You are to retype all of the data exactly as it appears.

[Start The data]

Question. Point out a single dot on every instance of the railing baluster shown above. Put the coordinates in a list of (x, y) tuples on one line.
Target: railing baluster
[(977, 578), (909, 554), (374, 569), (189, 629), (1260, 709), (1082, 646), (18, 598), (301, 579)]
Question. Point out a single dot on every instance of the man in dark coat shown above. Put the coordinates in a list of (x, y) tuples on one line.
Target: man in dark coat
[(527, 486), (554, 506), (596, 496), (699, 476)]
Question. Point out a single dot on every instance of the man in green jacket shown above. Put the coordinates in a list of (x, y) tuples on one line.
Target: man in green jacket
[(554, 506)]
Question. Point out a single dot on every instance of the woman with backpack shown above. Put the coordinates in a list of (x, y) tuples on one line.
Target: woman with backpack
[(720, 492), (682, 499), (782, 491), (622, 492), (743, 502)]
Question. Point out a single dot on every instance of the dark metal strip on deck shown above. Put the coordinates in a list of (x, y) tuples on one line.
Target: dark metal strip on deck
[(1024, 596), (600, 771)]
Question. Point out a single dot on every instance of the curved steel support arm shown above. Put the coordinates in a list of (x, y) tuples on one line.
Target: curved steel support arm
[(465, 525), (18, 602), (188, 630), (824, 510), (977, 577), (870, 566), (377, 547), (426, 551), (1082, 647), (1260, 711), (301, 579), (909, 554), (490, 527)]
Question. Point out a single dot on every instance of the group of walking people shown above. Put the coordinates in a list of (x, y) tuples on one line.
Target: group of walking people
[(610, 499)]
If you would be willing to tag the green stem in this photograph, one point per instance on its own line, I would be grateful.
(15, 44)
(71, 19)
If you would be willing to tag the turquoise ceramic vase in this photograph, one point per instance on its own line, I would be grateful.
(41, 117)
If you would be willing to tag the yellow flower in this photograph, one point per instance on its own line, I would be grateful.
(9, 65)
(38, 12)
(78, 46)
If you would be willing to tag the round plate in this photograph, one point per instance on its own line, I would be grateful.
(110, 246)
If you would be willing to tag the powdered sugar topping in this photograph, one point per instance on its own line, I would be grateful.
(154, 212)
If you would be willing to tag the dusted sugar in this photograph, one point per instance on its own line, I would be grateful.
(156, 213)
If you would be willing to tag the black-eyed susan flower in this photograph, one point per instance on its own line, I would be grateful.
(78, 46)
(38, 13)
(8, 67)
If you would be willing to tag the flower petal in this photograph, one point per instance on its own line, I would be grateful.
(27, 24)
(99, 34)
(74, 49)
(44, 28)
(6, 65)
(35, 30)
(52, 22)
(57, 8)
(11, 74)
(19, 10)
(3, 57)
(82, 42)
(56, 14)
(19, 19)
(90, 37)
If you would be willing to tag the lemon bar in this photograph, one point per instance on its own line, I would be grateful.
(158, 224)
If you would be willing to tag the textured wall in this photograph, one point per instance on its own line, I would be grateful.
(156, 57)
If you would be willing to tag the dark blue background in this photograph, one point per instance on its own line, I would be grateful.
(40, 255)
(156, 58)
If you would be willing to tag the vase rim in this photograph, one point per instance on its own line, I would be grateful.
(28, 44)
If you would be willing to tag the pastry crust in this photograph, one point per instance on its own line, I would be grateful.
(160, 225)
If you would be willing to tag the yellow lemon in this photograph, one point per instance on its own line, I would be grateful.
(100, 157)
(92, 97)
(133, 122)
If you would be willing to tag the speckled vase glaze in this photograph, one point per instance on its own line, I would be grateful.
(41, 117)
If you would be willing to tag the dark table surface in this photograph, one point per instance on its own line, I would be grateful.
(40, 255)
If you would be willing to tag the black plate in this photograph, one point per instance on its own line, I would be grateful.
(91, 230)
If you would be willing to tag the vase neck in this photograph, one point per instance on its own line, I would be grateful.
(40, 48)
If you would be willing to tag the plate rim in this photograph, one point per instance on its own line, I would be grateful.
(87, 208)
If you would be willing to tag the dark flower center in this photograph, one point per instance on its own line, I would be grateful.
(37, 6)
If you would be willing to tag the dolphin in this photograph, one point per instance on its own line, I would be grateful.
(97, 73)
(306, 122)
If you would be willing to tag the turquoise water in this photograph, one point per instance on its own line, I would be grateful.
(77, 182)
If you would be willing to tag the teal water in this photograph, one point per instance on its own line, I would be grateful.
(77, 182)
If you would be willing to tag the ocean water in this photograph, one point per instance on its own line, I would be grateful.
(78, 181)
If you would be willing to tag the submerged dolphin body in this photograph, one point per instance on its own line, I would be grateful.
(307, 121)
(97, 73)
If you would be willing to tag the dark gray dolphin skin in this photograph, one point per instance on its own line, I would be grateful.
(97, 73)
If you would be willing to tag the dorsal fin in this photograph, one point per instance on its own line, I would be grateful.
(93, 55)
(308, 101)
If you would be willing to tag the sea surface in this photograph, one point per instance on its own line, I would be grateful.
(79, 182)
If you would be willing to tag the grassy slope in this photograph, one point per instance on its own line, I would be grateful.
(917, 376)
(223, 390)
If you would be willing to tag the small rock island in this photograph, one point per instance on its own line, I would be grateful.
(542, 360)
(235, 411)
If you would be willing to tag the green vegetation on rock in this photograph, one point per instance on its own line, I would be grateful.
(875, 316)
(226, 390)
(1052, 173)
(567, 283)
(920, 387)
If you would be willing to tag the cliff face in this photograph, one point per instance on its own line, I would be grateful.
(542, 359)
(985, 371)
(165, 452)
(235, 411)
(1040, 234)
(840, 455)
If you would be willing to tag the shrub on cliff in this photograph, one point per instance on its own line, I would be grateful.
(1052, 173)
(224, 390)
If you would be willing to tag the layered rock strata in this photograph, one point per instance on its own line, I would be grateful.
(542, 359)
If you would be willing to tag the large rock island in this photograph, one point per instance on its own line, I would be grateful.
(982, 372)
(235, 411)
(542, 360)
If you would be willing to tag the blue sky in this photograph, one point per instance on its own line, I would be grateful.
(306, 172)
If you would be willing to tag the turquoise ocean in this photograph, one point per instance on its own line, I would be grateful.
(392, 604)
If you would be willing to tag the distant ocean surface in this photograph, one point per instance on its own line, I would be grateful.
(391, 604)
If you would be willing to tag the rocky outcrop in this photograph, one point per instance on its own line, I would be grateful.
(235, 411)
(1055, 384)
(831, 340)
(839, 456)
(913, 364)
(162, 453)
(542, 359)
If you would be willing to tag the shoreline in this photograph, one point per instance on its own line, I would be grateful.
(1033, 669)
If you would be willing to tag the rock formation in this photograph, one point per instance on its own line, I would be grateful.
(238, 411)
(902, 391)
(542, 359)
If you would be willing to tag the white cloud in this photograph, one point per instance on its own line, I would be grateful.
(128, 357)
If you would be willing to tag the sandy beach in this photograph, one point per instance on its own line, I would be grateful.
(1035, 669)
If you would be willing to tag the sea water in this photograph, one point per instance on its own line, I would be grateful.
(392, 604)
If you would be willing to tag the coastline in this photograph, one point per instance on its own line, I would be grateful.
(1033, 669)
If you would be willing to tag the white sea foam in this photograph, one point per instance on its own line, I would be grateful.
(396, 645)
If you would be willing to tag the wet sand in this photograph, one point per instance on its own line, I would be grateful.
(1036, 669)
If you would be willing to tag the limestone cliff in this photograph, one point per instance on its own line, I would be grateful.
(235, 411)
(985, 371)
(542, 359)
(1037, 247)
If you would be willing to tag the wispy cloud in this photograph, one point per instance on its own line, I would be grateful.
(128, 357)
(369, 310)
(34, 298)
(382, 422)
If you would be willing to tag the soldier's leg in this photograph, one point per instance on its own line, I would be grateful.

[End The data]

## Response to the task
Question. Point out a single dot on every instance of the railing baluster shown above. Put the coordinates in a list of (x, y) tuples on one line.
Target: railing baluster
[(977, 578), (909, 554), (374, 569), (189, 629), (1260, 709), (1082, 646), (18, 598), (301, 579)]
Question. Point out a single dot on every instance of the man in dark coat shown above. Put the coordinates in a list of (x, y) tuples on one line.
Target: man in dark coat
[(527, 486), (554, 506), (596, 496), (699, 476)]
Question. Point out a single dot on every instance of the man in green jacket shown above. Put the coordinates in a list of (x, y) tuples on one line.
Target: man in green jacket
[(554, 506)]
Question. Point out a single dot on every instance of the woman with backpack shown above. Put the coordinates in a list of (x, y) tuples on one line.
Target: woman with backpack
[(720, 492), (682, 499), (782, 491), (622, 492), (743, 502)]
Question. Point out a single dot on every instance of the dark metal strip on deck shown above. Put the coordinates in a list of (x, y) tuples on one line.
Target: dark metal strip on deck
[(1024, 596), (600, 771)]
Question. Point out a single dot on every instance of the curved steel support arm shown above. Put the coordinates in a list of (x, y) tuples on one line.
Target: curved steel support arm
[(465, 525), (18, 602), (188, 630), (824, 510), (977, 577), (870, 566), (377, 547), (426, 551), (1082, 647), (1260, 711), (301, 579), (909, 554), (490, 527)]
Question. Point out a single dot on every instance of the group of walking people shown above. Put the coordinates in a list of (x, y) tuples on one line.
Target: group of walking people
[(610, 499)]
If you would be willing to tag the green stem in this photograph, one point per instance on its own line, I would be grateful.
(15, 44)
(71, 19)
If you would be willing to tag the turquoise ceramic vase in this photograph, one point per instance on its own line, I would be grateful.
(41, 117)
If you would be willing to tag the yellow flower in this photograph, one point per instance on its own line, I would be grateful.
(9, 65)
(38, 12)
(78, 46)
If you would be willing to tag the round plate in this photograph, one point per instance on its own line, I would be grateful.
(110, 246)
If you would be willing to tag the powdered sugar topping in this photograph, one point per instance on its own line, I would be grateful.
(154, 212)
If you would be willing to tag the dusted sugar in this photograph, one point per instance on its own line, I would be grateful.
(156, 213)
If you would be willing to tag the black-eyed susan flower in this photograph, one point per instance on its own line, I would be grateful.
(78, 46)
(38, 13)
(8, 67)
If you would be willing to tag the flower petal in this photograph, one point per instance on its own line, I would be grateful.
(27, 24)
(99, 34)
(74, 49)
(44, 28)
(6, 65)
(35, 30)
(52, 22)
(57, 8)
(11, 74)
(19, 10)
(3, 57)
(82, 42)
(56, 14)
(19, 19)
(90, 37)
If you would be willing to tag the lemon bar in this photograph, one point per instance on its own line, I would be grateful.
(158, 224)
If you would be willing to tag the textured wall in this photograph, one point per instance on its own line, I would be grateful.
(156, 57)
If you would be willing to tag the dark blue background in this photograph, one point per instance on its own line, I would be grateful.
(40, 255)
(156, 58)
If you would be willing to tag the vase rim in this photograph, one point per instance on its own line, I would be grateful.
(28, 44)
If you would be willing to tag the pastry crust in this photograph, one point per instance on its own line, I would be grateful.
(160, 225)
If you would be willing to tag the yellow lemon in this photograph, one point per instance on its own line, I would be grateful.
(100, 157)
(92, 97)
(133, 122)
If you would be willing to tag the speckled vase glaze in this photograph, one point per instance on its own line, I would be grateful.
(41, 117)
If you would be willing to tag the dark table surface in this photograph, one point per instance on its own line, I would be grateful.
(40, 255)
If you would be willing to tag the black plate in this photograph, one point per instance on its own line, I would be grateful.
(91, 230)
If you would be willing to tag the vase neck in this photograph, one point per instance on its own line, I would be grateful.
(40, 48)
If you would be willing to tag the plate rim in this photograph, one point per instance on its own line, I would be grateful.
(87, 208)
If you would be willing to tag the dark flower center in this photograph, one point per instance on its own line, I would be grateful.
(37, 6)
If you would be willing to tag the dolphin in this photograph, one point per instance on its own line, I would be grateful.
(97, 73)
(306, 122)
If you would be willing to tag the turquoise water in this photograph, one point per instance on its own line, I would be grateful.
(77, 182)
If you would be willing to tag the teal water in this photograph, one point per instance on its own line, I would be grateful.
(77, 182)
If you would be willing to tag the ocean water in this photograph, one point per instance on its own line, I would be grateful.
(78, 181)
If you would be willing to tag the submerged dolphin body in this photograph, one point per instance on its own line, I would be grateful.
(307, 121)
(97, 73)
If you would be willing to tag the dark gray dolphin skin in this photograph, one point per instance on its own line, I would be grateful.
(97, 73)
If you would be willing to tag the dorsal fin in this photograph, one point per instance on its own line, I would be grateful.
(93, 55)
(308, 101)
If you would be willing to tag the sea surface in this photograph, one point per instance on its own line, I would be grateful.
(79, 182)
If you would be willing to tag the grassy slope in this photograph, one point per instance on its own line, I would be grateful.
(917, 376)
(223, 390)
If you would be willing to tag the small rock island in this photograph, one point per instance on its own line, I would be grateful.
(542, 360)
(235, 411)
If you would be willing to tag the green vegetation on rock in this photograph, one point per instance on its own line, I would be grateful.
(875, 316)
(226, 390)
(1052, 173)
(567, 283)
(920, 387)
If you would be willing to tag the cliff face in this photograph, one point per instance on its own line, I would be grateful.
(542, 359)
(985, 371)
(165, 452)
(235, 411)
(1040, 234)
(840, 455)
If you would be willing to tag the shrub on cliff in this photograph, one point per instance on its own line, I would be grateful.
(1052, 173)
(224, 390)
If you would be willing to tag the layered rock strata in this photograph, one point per instance on its own line, I would be grateful.
(542, 359)
If you would be willing to tag the large rock island in this photograph, one point per instance on its own line, I would be grateful.
(982, 372)
(235, 411)
(542, 360)
If you would be willing to tag the blue sky in this photograph, one point per instance on its own line, I would be grateful.
(306, 172)
If you would be willing to tag the turquoise ocean in this photograph, one point per instance on its own line, I would be grateful.
(392, 604)
If you would be willing to tag the distant ocean surface in this photograph, one point per instance on its own line, I would be grateful.
(391, 604)
If you would be willing to tag the rocky outcrop in this photograph, one point per instance on its own line, I would be grateful.
(235, 411)
(1055, 384)
(831, 340)
(839, 456)
(913, 364)
(162, 453)
(542, 359)
If you would be willing to tag the shoreline in this photograph, one point per instance on its own line, I would be grateful.
(1033, 669)
If you would be willing to tag the rock formation in this photograph, one point per instance on its own line, I would be grateful.
(238, 411)
(902, 391)
(542, 359)
If you would be willing to tag the white cloud in this photograph, one point per instance on its own line, I would be grateful.
(128, 357)
If you would be willing to tag the sandy beach in this photograph, one point per instance on its own line, I would be grateful.
(1035, 669)
If you would be willing to tag the sea water in this photograph, one point per instance on its own line, I would be grateful.
(392, 604)
If you would be willing to tag the coastline in this photograph, one point per instance on its own line, I would be grateful.
(1033, 669)
If you would be willing to tag the white sea foam in this photograph, one point per instance on its own line, I would be grateful.
(396, 645)
If you would be willing to tag the wet sand in this photograph, one point per instance on its own line, I would be grateful.
(1036, 669)
If you would be willing to tag the limestone cliff in this photograph, one point per instance on its own line, I would be grateful.
(235, 411)
(985, 371)
(542, 359)
(1037, 247)
If you would be willing to tag the wispy cloud in this photograph, one point per instance on its own line, I would be grateful.
(128, 357)
(369, 310)
(34, 298)
(382, 422)
If you would be willing to tag the soldier's leg in this photograph, one point per instance on its own line, I would be grateful.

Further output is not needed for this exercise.